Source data
▬▬▬

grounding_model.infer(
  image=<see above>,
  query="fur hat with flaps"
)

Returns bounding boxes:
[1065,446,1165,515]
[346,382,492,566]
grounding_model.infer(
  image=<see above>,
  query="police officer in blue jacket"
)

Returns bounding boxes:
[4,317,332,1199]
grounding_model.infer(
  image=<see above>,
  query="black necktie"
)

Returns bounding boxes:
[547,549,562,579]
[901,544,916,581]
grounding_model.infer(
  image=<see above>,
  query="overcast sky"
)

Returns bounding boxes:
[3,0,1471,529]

▬▬▬

■ EXERCISE: In this exercise, the data above is to be printed exactly.

■ ANSWER TO THE PROBLEM:
grounding_model.infer(
  image=<see above>,
  query="fur hat with flaps"
)

Returns bounding boxes:
[1065,446,1165,515]
[346,382,492,566]
grounding_model.infer(
  image=<see above>,
  query="police officer in blue jacket"
)

Returns bounding boxes:
[4,317,332,1199]
grounding_model.infer(
  image=<see above>,
  query="black necktie"
)

Returns bounding boxes:
[547,549,562,579]
[901,544,916,581]
grounding_model.infer(
  image=<see above>,
  query="overcast sky"
)

Returns bounding boxes:
[3,0,1471,529]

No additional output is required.